**Objective**
Output the data between the line containing "soup? Mark that spot." and the end of the data, inclusive, as a two-column CSV with the headers text and answer. Give one row per line ending in "Mark that spot." along with the coordinate lines beneath it, quote every field, and replace line breaks with spaces.

**Material supplied**
------------------------------------------------------------------------

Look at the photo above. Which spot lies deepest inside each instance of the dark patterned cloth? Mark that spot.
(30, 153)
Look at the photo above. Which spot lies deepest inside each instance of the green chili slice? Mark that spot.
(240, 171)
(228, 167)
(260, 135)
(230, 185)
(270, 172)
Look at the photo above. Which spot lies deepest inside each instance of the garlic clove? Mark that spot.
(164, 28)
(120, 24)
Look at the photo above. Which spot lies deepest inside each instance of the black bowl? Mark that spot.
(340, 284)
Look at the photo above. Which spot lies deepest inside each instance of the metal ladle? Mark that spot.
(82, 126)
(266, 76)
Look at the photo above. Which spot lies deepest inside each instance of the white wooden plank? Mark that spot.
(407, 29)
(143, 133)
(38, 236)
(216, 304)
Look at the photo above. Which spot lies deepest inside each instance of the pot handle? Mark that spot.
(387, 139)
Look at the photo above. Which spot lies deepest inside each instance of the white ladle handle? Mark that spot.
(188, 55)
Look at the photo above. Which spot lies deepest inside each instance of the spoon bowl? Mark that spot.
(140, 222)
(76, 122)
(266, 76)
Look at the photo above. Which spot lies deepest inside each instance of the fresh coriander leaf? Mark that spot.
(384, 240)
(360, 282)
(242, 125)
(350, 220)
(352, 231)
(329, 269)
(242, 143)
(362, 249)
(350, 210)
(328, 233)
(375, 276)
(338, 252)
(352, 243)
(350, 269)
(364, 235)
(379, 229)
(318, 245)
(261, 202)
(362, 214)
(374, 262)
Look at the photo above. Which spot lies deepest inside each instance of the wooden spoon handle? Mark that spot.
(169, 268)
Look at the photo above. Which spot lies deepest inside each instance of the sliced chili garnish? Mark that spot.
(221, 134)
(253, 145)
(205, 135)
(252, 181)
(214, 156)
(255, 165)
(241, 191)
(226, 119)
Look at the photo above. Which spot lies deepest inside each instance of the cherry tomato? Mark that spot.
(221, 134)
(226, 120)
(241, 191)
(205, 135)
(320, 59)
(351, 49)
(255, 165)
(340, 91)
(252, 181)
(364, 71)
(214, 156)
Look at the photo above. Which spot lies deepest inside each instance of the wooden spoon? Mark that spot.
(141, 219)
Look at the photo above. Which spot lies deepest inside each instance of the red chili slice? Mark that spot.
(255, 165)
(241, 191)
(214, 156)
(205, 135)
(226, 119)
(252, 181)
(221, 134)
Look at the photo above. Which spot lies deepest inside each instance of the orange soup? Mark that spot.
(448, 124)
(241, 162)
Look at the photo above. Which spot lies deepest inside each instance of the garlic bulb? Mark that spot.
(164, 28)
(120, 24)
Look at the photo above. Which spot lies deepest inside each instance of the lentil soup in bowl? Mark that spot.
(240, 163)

------------------------------------------------------------------------

**The solution**
text,answer
"Look at the photo above. Which spot lies deepest inside each instance of the orange soup? Mark that spot.","(448, 124) (241, 162)"
"Look at the photo above. Which spot lies deepest inside each instance of the garlic bulb? Mark that spot.","(164, 28) (120, 24)"
"Look at the photo above. Which spot lies deepest inside each instance of the lentil soup in bowl? Mark that spot.","(240, 163)"